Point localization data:
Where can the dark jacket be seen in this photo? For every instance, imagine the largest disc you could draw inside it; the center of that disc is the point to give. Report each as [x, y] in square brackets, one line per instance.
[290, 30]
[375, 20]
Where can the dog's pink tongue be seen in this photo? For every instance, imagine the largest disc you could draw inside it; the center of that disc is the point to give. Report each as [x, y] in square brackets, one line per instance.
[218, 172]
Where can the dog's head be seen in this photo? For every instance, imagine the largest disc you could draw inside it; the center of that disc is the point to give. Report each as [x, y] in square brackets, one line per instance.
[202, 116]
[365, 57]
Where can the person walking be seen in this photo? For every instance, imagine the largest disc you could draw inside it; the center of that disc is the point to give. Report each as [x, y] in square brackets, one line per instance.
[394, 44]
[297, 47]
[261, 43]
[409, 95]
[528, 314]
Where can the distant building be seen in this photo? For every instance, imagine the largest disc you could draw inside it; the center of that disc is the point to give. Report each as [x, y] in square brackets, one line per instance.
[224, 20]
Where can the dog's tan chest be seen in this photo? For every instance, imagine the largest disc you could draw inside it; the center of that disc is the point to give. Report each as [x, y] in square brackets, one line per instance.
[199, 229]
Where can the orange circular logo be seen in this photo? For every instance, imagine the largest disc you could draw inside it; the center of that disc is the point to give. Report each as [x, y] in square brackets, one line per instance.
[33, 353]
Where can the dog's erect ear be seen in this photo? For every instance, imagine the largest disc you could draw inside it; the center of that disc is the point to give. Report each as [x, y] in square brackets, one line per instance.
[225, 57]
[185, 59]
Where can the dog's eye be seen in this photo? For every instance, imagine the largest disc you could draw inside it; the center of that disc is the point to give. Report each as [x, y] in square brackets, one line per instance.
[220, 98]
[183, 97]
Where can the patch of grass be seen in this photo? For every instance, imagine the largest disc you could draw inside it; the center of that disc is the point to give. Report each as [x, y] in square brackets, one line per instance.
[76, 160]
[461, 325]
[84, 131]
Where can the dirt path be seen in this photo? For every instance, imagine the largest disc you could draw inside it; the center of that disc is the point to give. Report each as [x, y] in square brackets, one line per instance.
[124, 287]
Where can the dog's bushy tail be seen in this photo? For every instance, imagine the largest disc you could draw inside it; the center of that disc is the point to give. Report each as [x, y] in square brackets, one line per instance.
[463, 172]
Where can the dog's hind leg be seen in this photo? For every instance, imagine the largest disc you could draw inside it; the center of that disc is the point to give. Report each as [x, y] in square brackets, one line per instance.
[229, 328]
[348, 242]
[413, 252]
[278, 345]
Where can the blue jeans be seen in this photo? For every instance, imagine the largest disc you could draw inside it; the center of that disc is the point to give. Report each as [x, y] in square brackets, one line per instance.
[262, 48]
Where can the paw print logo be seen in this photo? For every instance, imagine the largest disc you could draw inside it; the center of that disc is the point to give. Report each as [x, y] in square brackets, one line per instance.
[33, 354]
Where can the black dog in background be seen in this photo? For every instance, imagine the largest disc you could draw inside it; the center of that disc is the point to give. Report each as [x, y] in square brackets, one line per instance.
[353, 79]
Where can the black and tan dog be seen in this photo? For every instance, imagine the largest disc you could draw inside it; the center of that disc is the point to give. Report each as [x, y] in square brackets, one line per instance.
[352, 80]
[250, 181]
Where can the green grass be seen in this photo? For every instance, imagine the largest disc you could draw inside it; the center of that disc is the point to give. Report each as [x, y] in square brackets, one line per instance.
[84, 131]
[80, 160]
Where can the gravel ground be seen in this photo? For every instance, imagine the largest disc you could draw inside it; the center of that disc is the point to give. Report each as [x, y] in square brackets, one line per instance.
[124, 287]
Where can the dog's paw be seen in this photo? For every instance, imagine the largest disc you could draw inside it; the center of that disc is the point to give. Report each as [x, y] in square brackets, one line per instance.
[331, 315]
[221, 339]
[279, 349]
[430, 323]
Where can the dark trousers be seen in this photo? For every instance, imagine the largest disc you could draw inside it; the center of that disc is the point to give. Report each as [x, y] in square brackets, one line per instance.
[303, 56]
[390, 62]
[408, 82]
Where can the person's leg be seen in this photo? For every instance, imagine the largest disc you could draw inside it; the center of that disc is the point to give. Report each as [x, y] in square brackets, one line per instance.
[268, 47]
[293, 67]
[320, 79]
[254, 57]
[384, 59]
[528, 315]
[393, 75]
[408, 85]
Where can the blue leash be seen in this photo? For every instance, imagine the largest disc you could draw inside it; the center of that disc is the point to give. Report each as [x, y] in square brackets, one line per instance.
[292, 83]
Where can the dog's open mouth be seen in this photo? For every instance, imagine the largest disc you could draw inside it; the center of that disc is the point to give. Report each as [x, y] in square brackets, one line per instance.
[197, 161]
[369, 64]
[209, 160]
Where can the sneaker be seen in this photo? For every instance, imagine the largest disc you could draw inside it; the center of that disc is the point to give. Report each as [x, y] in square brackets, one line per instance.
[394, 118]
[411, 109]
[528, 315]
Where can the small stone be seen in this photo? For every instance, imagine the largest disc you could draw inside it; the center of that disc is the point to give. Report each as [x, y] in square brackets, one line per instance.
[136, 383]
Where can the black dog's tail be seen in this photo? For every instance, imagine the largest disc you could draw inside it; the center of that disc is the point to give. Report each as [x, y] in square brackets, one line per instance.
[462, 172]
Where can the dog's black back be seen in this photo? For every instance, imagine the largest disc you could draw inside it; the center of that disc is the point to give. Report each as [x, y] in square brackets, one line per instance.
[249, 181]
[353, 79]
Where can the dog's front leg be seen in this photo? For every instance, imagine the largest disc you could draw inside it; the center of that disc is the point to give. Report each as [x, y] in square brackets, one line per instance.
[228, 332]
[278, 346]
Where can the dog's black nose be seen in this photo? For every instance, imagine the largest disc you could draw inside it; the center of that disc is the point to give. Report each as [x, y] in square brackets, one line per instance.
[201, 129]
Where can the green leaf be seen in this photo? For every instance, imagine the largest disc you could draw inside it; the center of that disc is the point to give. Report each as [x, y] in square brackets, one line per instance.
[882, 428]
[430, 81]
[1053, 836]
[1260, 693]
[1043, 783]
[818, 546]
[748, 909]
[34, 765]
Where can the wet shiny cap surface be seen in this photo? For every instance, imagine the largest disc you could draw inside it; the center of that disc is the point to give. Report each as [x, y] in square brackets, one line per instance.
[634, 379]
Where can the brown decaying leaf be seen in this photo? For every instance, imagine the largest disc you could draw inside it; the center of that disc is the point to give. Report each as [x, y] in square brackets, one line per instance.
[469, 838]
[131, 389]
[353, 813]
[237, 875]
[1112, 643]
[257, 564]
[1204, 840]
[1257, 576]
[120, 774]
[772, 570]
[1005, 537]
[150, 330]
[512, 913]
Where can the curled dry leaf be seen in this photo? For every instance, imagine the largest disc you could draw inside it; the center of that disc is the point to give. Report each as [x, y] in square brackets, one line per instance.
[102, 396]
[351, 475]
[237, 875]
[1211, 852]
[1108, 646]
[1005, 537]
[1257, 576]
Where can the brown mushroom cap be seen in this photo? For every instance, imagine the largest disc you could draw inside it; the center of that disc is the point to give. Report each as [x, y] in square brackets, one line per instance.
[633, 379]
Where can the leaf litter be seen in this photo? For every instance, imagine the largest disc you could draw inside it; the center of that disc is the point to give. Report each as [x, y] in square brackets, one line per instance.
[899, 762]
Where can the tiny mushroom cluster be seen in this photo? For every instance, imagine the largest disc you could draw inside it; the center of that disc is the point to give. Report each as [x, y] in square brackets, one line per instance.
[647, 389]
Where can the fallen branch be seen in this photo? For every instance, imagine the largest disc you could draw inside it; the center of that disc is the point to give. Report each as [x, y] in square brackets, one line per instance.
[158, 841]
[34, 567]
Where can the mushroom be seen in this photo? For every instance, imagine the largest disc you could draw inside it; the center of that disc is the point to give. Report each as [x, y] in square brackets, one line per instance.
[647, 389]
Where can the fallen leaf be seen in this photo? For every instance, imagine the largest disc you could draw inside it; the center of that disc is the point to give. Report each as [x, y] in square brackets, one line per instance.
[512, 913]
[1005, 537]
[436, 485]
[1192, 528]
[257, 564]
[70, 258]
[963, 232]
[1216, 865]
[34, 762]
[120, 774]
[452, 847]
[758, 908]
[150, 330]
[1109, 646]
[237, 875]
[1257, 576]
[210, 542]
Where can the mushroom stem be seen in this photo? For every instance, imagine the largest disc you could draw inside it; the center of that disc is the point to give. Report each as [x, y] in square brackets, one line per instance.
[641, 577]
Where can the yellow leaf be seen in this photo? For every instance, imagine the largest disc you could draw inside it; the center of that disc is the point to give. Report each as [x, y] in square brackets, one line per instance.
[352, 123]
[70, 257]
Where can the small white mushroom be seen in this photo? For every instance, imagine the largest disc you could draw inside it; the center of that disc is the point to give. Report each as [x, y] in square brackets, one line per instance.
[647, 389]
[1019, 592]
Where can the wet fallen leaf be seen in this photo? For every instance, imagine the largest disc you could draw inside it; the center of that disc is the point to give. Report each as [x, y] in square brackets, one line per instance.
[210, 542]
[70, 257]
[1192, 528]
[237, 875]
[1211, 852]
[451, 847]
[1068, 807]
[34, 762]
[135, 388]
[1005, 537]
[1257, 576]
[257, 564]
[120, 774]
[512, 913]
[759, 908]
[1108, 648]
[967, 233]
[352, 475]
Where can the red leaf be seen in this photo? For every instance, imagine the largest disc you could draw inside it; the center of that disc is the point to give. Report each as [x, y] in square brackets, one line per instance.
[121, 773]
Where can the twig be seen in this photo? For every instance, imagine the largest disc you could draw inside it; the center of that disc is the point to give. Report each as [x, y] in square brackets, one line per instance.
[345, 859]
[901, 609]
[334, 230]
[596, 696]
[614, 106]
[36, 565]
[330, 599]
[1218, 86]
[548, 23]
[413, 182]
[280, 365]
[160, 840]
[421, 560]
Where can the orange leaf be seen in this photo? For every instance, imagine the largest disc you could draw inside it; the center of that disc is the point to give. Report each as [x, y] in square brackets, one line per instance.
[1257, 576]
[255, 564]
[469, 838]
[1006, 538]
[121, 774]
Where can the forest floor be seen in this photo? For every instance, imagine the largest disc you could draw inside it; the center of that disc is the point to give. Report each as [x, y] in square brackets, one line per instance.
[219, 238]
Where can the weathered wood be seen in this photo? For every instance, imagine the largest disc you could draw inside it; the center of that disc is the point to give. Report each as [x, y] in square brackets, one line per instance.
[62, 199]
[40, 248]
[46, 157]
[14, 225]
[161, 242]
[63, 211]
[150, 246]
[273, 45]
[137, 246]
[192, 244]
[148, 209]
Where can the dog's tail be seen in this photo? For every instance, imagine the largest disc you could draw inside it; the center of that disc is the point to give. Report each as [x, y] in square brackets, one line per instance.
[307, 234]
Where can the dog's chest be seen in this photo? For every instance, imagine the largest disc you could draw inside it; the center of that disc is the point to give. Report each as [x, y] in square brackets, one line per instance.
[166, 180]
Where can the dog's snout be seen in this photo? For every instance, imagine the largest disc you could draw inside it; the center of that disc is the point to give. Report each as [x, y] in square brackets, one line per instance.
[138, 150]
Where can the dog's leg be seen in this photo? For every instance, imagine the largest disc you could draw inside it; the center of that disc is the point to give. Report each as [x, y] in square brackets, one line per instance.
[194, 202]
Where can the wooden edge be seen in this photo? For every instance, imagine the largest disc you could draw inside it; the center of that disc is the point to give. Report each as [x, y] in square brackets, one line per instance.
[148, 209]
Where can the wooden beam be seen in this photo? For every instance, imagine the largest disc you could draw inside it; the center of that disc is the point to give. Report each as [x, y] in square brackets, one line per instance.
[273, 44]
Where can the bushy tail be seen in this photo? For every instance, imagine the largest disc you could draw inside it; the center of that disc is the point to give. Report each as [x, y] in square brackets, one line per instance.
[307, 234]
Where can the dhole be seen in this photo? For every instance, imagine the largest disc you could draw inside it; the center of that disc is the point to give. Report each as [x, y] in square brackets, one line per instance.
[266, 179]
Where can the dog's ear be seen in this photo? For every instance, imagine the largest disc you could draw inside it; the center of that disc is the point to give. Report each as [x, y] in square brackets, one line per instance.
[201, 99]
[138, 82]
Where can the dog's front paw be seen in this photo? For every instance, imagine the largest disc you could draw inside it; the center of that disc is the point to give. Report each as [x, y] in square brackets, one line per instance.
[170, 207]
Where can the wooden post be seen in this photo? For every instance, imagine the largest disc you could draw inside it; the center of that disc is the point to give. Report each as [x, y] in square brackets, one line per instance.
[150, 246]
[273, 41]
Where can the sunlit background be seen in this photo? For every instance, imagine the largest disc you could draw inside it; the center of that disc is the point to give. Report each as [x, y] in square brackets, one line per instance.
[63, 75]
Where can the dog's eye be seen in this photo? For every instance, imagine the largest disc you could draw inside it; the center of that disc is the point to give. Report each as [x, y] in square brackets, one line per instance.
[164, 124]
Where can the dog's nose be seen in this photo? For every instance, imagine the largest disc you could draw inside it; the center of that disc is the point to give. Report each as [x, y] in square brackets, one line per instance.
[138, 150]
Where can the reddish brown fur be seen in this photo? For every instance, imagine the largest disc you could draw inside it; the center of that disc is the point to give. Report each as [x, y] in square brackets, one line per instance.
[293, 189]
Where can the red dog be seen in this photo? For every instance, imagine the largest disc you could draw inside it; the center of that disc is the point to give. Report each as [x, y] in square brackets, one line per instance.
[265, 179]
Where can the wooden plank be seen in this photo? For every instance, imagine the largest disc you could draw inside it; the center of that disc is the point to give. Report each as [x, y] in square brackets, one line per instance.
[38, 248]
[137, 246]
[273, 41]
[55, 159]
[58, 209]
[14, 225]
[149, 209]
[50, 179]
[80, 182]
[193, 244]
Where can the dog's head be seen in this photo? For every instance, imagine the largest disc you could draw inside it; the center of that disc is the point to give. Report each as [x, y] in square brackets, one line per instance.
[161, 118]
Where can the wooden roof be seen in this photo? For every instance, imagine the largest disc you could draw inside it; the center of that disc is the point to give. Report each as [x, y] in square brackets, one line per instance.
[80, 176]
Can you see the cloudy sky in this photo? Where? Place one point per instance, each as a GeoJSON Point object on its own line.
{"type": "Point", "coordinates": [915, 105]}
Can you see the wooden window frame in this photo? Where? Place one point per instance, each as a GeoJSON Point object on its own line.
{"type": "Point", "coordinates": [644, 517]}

*AIM OF THE TASK:* Copy, character for character, the lines from the line that holds "Where can the wooden roof" through the final line of the records above.

*TASK RESULT:*
Where can the wooden roof be seen in this photo? For every instance, imagine the largest disc you could draw inside it; the center of that disc is the point to give. Report each as [x, y] in square brackets, one line per instance.
[80, 176]
Can you see the cloudy sky in this photo? Where? Place one point per instance, each as a GeoJSON Point object on its own line.
{"type": "Point", "coordinates": [915, 105]}
Can you see the wooden window frame in this photo? Where? Place one point per instance, each as a GeoJSON Point object on its own line.
{"type": "Point", "coordinates": [644, 517]}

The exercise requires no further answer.